== Your goal ==
Please transcribe the entries exactly and omit the images they contain.

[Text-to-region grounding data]
____________

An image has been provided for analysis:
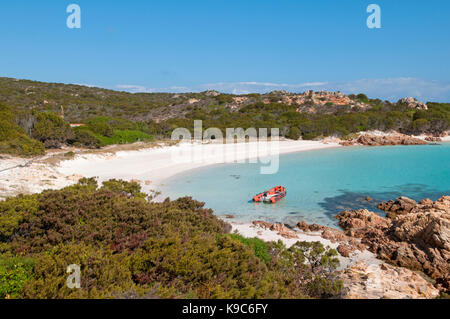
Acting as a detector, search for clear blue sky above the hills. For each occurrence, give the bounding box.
[0,0,450,101]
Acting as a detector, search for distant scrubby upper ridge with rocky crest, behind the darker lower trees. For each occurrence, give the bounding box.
[0,77,434,122]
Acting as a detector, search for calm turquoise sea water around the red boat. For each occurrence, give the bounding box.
[162,143,450,226]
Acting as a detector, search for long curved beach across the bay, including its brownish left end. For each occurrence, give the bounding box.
[0,137,450,200]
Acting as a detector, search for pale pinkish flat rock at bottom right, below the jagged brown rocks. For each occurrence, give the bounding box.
[339,262,439,299]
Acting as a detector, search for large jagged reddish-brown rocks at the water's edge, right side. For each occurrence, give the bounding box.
[336,196,450,289]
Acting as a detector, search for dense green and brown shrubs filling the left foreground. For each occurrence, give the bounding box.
[0,179,342,299]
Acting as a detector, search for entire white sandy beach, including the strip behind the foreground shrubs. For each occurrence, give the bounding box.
[0,141,384,268]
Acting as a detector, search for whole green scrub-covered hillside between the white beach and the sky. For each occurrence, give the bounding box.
[0,78,450,156]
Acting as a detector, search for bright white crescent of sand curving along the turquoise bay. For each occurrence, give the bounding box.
[57,141,340,195]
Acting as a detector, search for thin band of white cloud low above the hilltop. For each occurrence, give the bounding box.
[116,77,450,102]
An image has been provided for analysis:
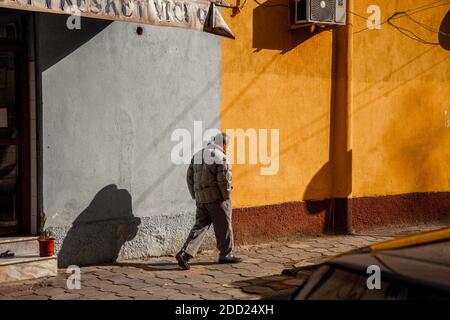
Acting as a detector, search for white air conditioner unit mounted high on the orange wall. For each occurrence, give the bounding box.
[289,0,347,28]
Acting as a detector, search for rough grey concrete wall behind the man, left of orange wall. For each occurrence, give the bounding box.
[38,15,221,265]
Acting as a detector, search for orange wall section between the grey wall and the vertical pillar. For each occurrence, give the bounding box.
[221,0,332,207]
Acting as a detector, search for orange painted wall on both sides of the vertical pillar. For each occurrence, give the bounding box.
[221,0,450,207]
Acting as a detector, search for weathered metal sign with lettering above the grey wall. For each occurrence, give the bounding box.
[0,0,233,38]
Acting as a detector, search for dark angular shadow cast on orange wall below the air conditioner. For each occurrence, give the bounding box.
[253,0,327,54]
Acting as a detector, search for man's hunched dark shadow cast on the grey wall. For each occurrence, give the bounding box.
[58,184,141,267]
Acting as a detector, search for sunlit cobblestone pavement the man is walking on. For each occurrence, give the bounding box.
[0,225,443,300]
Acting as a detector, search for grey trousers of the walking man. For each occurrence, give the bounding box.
[183,200,233,259]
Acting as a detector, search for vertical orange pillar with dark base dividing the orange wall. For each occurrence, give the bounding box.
[327,0,353,234]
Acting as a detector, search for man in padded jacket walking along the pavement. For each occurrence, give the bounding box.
[176,133,242,270]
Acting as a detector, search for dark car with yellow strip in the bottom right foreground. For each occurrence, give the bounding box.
[291,228,450,300]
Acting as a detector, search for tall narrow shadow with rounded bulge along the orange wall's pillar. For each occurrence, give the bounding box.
[303,28,353,233]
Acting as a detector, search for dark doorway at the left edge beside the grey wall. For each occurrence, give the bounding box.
[0,10,30,235]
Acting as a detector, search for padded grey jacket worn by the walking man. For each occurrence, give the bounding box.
[187,143,232,203]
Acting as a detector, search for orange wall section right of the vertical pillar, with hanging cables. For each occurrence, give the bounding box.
[352,0,450,196]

____________

== Response below ==
An image has been provided for analysis:
Acting as a detector, search for clear blue sky above the hills. For each occurrence, give the bounding box.
[0,0,450,101]
Acting as a detector, search for distant scrubby upper ridge with rocky crest, behind the darker lower trees. For each occurrence, give the bounding box.
[0,77,434,122]
Acting as a detector, search for calm turquoise sea water around the red boat. For each occurrence, give the bounding box.
[162,143,450,226]
Acting as a detector, search for long curved beach across the bay, including its brownish left end. For each occurrence, give the bounding box.
[0,137,450,200]
Acting as a detector, search for pale pinkish flat rock at bottom right, below the jagged brown rocks. For each occurrence, give the bounding box.
[339,262,439,299]
Acting as a detector, search for large jagged reddish-brown rocks at the water's edge, right side. For each occurrence, give the bounding box.
[336,196,450,289]
Acting as a detector, search for dense green and brown shrubs filling the left foreground. For each occurrence, give the bounding box.
[0,179,342,299]
Acting as a detector, search for entire white sandy beach, including the strip behind the foreground shrubs. For each occurrence, give the bounding box.
[0,141,384,268]
Acting as a detector, search for whole green scrub-covered hillside between the white beach and the sky. For each occurrence, give the bounding box.
[0,78,450,156]
Acting as a detector, search for bright white crescent of sand curving along the turquoise bay. For each occurrence, give the bounding box.
[57,141,340,195]
Acting as a detector, search for thin band of white cloud low above the hilltop. For each occurrence, give the bounding box.
[116,77,450,102]
An image has been provided for analysis:
Acting as a detector, search for white air conditioner unit mounted high on the orange wall. For each occurrence, give the bounding box.
[289,0,347,28]
Acting as a detector, search for rough grey concrete wall behind the man, left of orange wall. For each occurrence, give the bounding box.
[38,15,221,265]
Acting as a detector, search for orange wall section between the grey wall and the vertical pillar. For each occurrence, give the bounding box.
[221,0,332,207]
Acting as a detector, search for orange painted wall on both sides of the vertical pillar. For each occurrence, give the bounding box.
[221,0,450,207]
Acting as a detector, search for weathered metal sign with lettering above the grey wall. For each occurrence, give the bounding box.
[0,0,233,38]
Acting as a detector, search for dark angular shadow cast on orange wall below the air conditioner. For each occurrence, give the bounding box.
[253,0,327,54]
Acting as a detector, search for man's hunched dark shadow cast on the grey wall. For each occurrence, give the bounding box.
[58,184,141,267]
Acting as a detector, search for sunlit cobblestone pavement the man is walking on. For each occurrence, give the bounding box.
[0,225,443,300]
Acting as a detector, search for grey trousers of the walking man. For each occurrence, give the bounding box.
[183,200,233,259]
Acting as a detector, search for vertical orange pillar with dark base dividing the orange wall. For each occurrence, give the bounding box.
[327,0,353,234]
Acting as a detector, search for man in padded jacket walking along the pavement. For each occurrence, give the bounding box.
[176,133,242,270]
Acting as a detector, search for dark car with yellow strip in the bottom right foreground. For each occurrence, give the bounding box.
[291,228,450,300]
Acting as a detector, search for tall narrow shadow with rounded bulge along the orange wall's pillar. For each occurrence, give the bounding box.
[303,28,353,233]
Acting as a detector, search for dark doorway at the left edge beside the grey wall. For each occurrence, give the bounding box.
[0,10,30,235]
Acting as a detector, search for padded grey jacket worn by the walking man. For each occurrence, give the bounding box.
[187,143,232,203]
Acting as a detector, search for orange wall section right of the vertical pillar, with hanging cables. For each occurrence, give the bounding box.
[352,0,450,196]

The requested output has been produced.